**REQUIREMENT**
Rewrite all of the records below, changing "in this photo" to "in this image" everywhere it occurs and leaving everything else as it is. Omit the pictures from your answer.

* START MATERIAL SHOWN *

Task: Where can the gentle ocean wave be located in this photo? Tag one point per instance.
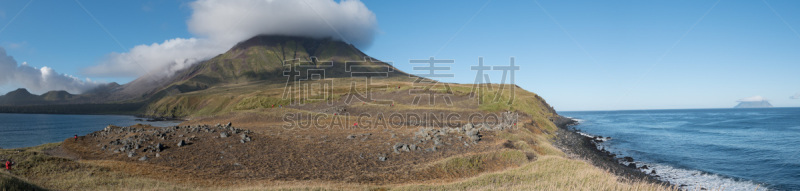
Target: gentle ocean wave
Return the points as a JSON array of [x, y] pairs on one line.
[[731, 149]]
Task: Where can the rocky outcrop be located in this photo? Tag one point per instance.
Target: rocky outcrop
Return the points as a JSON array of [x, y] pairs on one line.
[[148, 141]]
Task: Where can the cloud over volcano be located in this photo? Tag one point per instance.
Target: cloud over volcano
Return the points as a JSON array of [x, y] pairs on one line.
[[220, 24], [39, 80]]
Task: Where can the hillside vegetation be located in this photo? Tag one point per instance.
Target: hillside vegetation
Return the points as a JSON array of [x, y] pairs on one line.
[[245, 130]]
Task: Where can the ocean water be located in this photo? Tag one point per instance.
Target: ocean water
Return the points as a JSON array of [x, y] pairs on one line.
[[734, 149], [26, 130]]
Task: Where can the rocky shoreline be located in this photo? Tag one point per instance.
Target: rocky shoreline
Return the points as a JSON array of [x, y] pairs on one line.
[[577, 145]]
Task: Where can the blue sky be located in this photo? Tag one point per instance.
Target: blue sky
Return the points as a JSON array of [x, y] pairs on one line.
[[578, 55]]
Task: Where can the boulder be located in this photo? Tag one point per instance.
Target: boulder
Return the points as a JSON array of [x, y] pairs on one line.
[[159, 147], [628, 159], [397, 146]]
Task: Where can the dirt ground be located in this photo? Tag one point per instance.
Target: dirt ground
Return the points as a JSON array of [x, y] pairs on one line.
[[257, 146]]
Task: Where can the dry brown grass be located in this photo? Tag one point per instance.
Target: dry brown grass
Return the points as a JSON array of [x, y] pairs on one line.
[[520, 159]]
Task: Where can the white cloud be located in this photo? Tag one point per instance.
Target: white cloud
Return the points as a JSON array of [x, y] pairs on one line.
[[233, 21], [220, 24], [157, 59], [751, 99], [39, 80]]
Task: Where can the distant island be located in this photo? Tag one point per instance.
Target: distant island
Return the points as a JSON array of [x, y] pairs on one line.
[[753, 102]]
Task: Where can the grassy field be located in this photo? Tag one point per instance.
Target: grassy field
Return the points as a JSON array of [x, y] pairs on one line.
[[527, 160]]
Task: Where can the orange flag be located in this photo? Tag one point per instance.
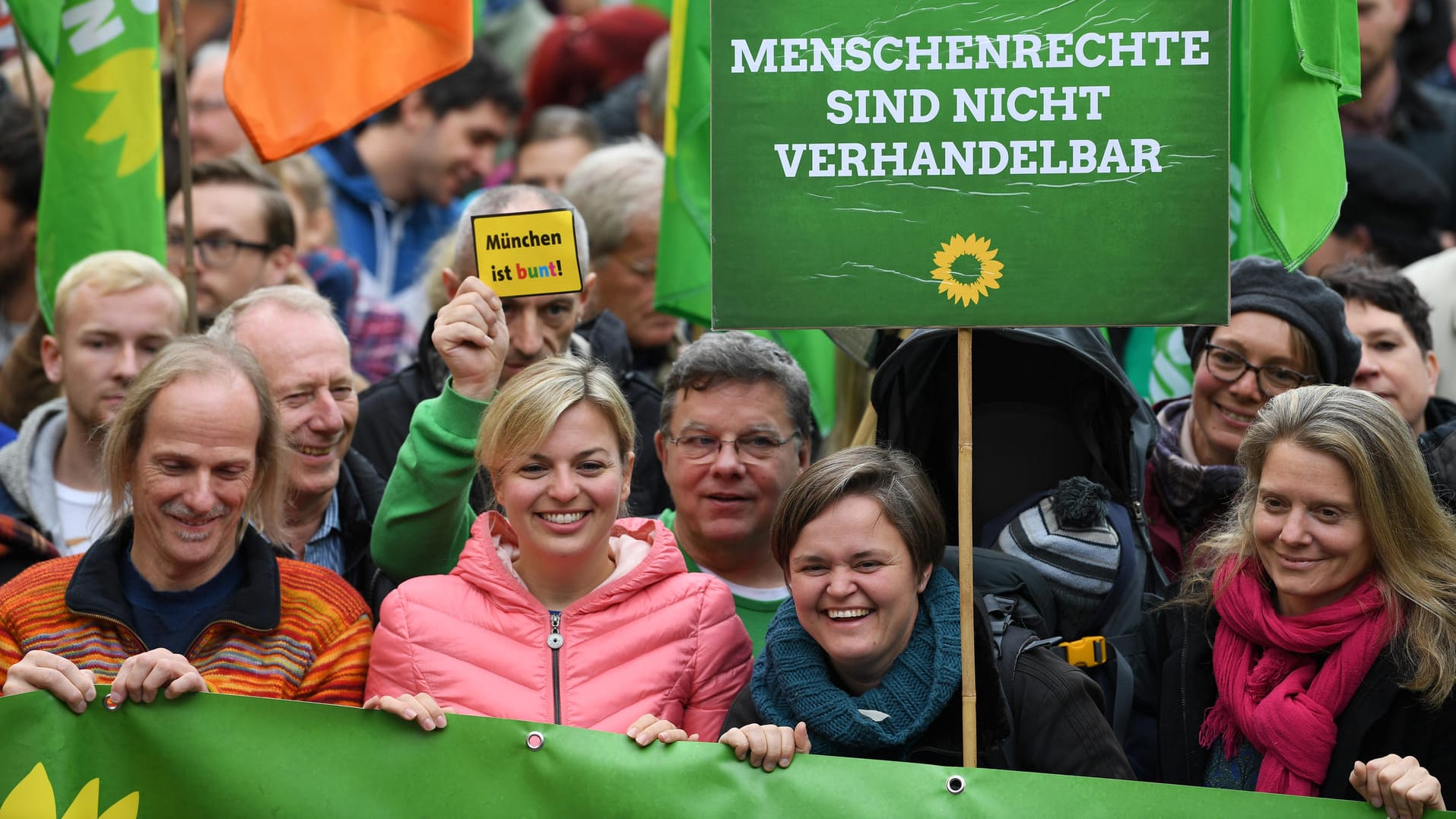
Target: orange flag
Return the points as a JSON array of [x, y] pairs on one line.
[[303, 71]]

* END MATERIAL SHOWN *

**WORKED SOLUTION**
Task: Where can the gentle ocean wave be located in this image? Tag one point per instance.
Target: gentle ocean wave
Return the points as a JSON array of [x, y] pairs on one line.
[[731, 149]]
Task: Where can the rocky outcrop be located in this image? Tag one point per instance.
Target: rocky outcrop
Return the points as a JSON array of [x, y] pairs on one line.
[[148, 141]]
Task: Where can the cloud over volcano be located in this image? Tag one point per instance.
Target: cloud over volcano
Return the points as a JSON array of [x, y] pairs on one line.
[[220, 24], [39, 80]]
Task: Where can the hillside vegetation be located in this image? Tag one point per instance.
Target: hillside vegetation
Return the points as a JSON array of [x, y] pairs on one line.
[[245, 130]]
Task: Where can the ocean water be located in this image? Tag one point per instance.
Target: ocean water
Return the points as a JSON array of [x, y] pairs on one line.
[[734, 149], [26, 130]]
Task: Where can the rocky shoreline be located in this image? Tag one point per instance.
Target: rocky shoreline
Return the points as a JSON array of [x, y] pairs on one line.
[[577, 145]]
Task: Where can the blue sky be located in this image? Tag one point per instance.
Target: blue sky
Return the points as a JSON array of [x, y] pairs on one line.
[[578, 55]]
Task: Where can the boulder be located in this image? Tag one point per instance.
Target: boulder
Return the points as a JSON array of [x, y] pairs on one line.
[[159, 147], [628, 159], [397, 146]]
Task: Where can the dirt ground be located in this image? Tag one point per instance.
Target: dirt ground
Return the points as a JSON array of [x, y] pairs on one line.
[[257, 146]]
Task: Where can the dry brown grass be located in this image? Tag one point per instance.
Target: dry brown grass
Return the points as a JSON array of [x, y] pairs on one line.
[[520, 159]]
Task: Where can the white cloud be located in this image? Tag one point per instance.
Target: white cloud
Return the points as a JSON array of [x, y] pairs on one line.
[[233, 21], [220, 24], [157, 59], [751, 99], [39, 80]]
Task: Where can the distant island be located in this image? Tag one point per instance.
Target: distant island
Return the points as a JSON array of [x, y] pairs on one line.
[[753, 102]]
Task: Where can the grassy field be located in this image? Tag one point per instance.
Target: grassy field
Return the points as a JSON array of [x, y] pairs on one line.
[[527, 160]]
Task: Where can the orange flag be located in this image? Tag one point per instance.
Target: orange flag
Return the points as a JSON array of [x, y] pairs on one line.
[[303, 71]]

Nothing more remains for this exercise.